#### GIVEN REQUEST:
In these lines, change "background" to "backdrop" and keep everything else the same. Leave the pictures out of your answer.

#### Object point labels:

■ ■ ■

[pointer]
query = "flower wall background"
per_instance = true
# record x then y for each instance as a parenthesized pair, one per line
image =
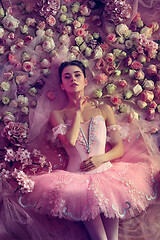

■ ■ ■

#### ANSWER TO THE PROBLEM:
[pointer]
query = "flower wall backdrop"
per_instance = true
# record x then y for each instance as a parenthesized pair, one per line
image =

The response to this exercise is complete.